**The request:**
Swap "innermost" for "most central" throughout the entries below and write them out again, leaving everything else unchanged. Omit the pictures.

**Dataset rows:**
------

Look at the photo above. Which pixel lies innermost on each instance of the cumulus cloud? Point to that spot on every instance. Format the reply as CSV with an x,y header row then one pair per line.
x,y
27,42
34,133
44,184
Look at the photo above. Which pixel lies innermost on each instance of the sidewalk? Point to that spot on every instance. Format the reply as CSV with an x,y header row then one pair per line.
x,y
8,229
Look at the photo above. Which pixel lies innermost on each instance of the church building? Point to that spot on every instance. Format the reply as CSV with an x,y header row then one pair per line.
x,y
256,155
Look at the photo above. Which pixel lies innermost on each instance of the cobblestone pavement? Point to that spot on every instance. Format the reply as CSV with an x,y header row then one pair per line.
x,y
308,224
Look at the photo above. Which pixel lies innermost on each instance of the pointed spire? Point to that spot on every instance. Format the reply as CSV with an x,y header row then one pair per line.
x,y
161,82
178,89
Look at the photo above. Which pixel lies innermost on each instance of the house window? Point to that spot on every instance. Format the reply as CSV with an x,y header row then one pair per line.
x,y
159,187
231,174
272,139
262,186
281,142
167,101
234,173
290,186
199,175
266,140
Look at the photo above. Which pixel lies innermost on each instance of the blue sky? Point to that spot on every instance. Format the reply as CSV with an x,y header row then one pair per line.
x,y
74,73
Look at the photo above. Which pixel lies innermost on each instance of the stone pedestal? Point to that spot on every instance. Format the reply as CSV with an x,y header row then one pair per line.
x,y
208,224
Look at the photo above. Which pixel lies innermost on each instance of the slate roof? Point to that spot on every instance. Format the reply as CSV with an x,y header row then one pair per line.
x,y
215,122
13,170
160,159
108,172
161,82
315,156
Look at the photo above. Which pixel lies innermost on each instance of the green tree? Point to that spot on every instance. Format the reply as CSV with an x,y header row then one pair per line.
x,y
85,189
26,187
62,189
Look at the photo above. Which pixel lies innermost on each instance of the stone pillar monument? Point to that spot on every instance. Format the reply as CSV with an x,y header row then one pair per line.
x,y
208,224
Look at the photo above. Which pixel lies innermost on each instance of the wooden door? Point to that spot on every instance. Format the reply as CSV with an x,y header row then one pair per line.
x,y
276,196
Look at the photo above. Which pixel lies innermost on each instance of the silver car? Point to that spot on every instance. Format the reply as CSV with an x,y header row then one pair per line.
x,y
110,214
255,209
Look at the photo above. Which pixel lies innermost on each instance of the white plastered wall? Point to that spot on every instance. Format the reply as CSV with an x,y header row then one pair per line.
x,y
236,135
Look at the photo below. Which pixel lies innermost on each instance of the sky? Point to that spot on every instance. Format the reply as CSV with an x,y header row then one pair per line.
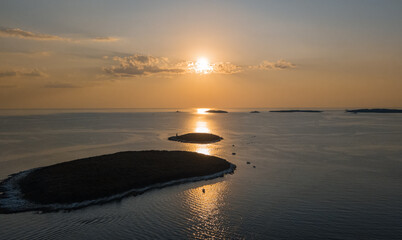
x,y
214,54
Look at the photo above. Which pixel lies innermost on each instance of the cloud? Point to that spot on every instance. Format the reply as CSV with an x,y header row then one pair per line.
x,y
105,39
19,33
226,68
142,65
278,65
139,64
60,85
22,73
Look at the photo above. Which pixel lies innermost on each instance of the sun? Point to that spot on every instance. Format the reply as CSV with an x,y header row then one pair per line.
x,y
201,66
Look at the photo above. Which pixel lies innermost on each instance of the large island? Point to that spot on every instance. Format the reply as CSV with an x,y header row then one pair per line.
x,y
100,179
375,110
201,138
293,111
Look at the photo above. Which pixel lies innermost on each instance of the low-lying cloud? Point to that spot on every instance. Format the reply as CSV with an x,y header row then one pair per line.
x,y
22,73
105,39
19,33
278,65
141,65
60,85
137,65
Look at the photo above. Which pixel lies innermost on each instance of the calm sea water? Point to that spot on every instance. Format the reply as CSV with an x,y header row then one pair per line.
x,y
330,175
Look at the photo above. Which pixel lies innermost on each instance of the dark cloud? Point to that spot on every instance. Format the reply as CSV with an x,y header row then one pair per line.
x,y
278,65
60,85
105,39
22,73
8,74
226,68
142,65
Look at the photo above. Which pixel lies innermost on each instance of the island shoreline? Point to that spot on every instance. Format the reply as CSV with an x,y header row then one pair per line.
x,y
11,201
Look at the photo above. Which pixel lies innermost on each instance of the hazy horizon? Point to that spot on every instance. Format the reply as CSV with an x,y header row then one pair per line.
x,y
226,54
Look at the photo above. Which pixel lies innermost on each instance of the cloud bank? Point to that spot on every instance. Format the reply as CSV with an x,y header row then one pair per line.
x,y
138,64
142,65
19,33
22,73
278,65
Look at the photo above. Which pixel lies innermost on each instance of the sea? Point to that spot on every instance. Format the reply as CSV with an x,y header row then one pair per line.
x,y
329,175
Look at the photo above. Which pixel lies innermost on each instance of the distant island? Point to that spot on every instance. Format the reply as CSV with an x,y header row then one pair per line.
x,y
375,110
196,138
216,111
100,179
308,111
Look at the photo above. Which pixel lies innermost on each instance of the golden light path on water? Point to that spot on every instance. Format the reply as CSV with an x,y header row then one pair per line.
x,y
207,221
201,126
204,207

------

**Finished exercise:**
Look at the photo above. Which pixel lies most central on each instance of the cumulus cloud? Point to that spot on every instance. Format the reply as CSV with an x,y header row then one pair per line.
x,y
27,42
34,133
44,184
Look at the photo above. Which pixel lies most central on each instance of the sidewalk? Point to that spot on every instance. Format the reply as CSV with an x,y header row then one pair per line.
x,y
8,229
Look at the photo above. Which pixel lies most central on each instance of the church building? Point to that spot on every instance. Format the reply as CSV with an x,y header row then one pair per line.
x,y
256,155
Look at the photo above. Which pixel lies most central on each instance of the cobblestone pavement? Point to that spot on every instance. Format the reply as CSV with an x,y header row then one pair per line.
x,y
308,224
Look at the photo above. Which pixel lies most central on each instance of the pointed spire? Point to that spot on every instance. Format the reply as CSV with an x,y header row then one pair per line.
x,y
161,82
178,89
Look at the photo above. Which pixel lies most central on each instance of the house window? Point to that spot on every instance. Format the reply as CSV with an x,y header row then one pair per line.
x,y
159,187
231,174
272,139
262,186
281,142
167,101
234,173
290,186
199,175
266,140
Look at the photo above. Which pixel lies most central on each instance of the blue sky? Point to that spot on every instance. Format the reply as CSV with an x,y header row then one pair per line.
x,y
74,73
Look at the photo above. Which pixel lies most central on each instance of the stone pedestal? Point to that spot on every instance. Format the reply as CSV with an x,y header row then one pair per line.
x,y
208,224
Look at the photo above. Which pixel lies most central on each instance of the slate roof? Point to that spot on every instance. Format the reply as CSV with an x,y header row then one pair per line.
x,y
215,122
13,170
160,159
108,172
161,82
315,156
Look at the photo above. Which pixel lies most central on each instance of the green tree? Point to that spot on every instance. Format the reply as CSV with an x,y header row then one pair per line.
x,y
85,189
26,187
62,189
Look at the photo above. Which pixel lies most central on each instance of the stone pillar monument? Point to that spot on every instance. Format the reply as CSV with an x,y header row then one pair per line.
x,y
208,224
Look at the photo above. Which pixel lies most central on each instance of the wooden door? Point to that spot on every instance. Format the reply as CSV with an x,y header row then one pair per line.
x,y
276,196
Look at the photo above. Which pixel lies most central on each instance of the silver car? Point to that spot on every instance. Format the reply as CSV with an x,y header row then one pair per line.
x,y
110,214
255,209
Look at the photo above. Which pixel lies most central on each instance of the white plastered wall? Point to that spot on every instance. Format the reply as CSV with an x,y header row then one pair per line.
x,y
236,135
Look at the photo below. Which pixel lies most central on each instance of the sky? Point to that spot on every instance. Format the reply as CSV with an x,y header row then one pair per line.
x,y
214,54
Look at the photo above. Which pixel lies most central on each instance of the cloud? Point to that spot on every instance. Format the reply as CSV with an x,y header row then one pair per line.
x,y
105,39
19,33
226,68
142,65
278,65
139,64
60,85
22,73
Look at the photo above. Which pixel lies most central on each instance of the sun? Point to that spot on every instance. Format the reply as CSV with an x,y header row then one pair per line.
x,y
201,66
Look at the photo above. Which pixel lies most central on each instance of the large island? Point to that spot on every instance. Format the reply as CSV with an x,y header row then one pair per line.
x,y
100,179
375,110
201,138
293,111
Look at the photo above. Which pixel lies most central on each instance of the low-lying cloud? Point to that spot on every instance. Format the reply as CSV with an x,y header row then one pair per line.
x,y
22,73
105,39
19,33
278,65
141,65
60,85
137,65
Look at the photo above. Which pixel lies most central on each instance of the calm sea water? Point to that spot on every instance. Format the reply as CSV with an x,y header row then one pair per line.
x,y
330,175
Look at the photo above. Which pixel lies most central on each instance of the dark cloud? Point to that spot on every instance. Format the reply as CSV with an x,y header row then one pair per line.
x,y
278,65
60,85
105,39
22,73
8,74
226,68
142,65
Look at the photo above. Which pixel lies most central on each instance of the island shoreline? Point to that spot on every instance. Format the reply as CSV with an x,y header row then one pair per line.
x,y
11,201
Look at the photo above. Which pixel lies most central on each instance of the hazy horizon? Point to that spot on every instance. Format the reply as CSV with an x,y header row then one pair per line.
x,y
226,54
Look at the photo above. Which pixel lies most central on each instance of the cloud bank? Point to that spot on every instance. Format the reply as CSV with an x,y header row then one pair per line.
x,y
138,64
142,65
19,33
22,73
278,65
Look at the photo above. Which pixel lies most central on each instance of the sea? Point to that spot on every instance. Format the reply as CSV with an x,y header row then one pair per line.
x,y
329,175
Look at the photo above. Which pixel lies most central on each instance of the distant island? Point to that spot on every instance. Format the reply as CSV with an x,y header row then one pair per line.
x,y
375,110
196,138
216,111
100,179
308,111
Look at the photo above. Which pixel lies most central on each instance of the golden light path on water? Point to that spot on every instance. Format the reply as CSV with an x,y header row then one pair per line.
x,y
207,221
201,126
204,207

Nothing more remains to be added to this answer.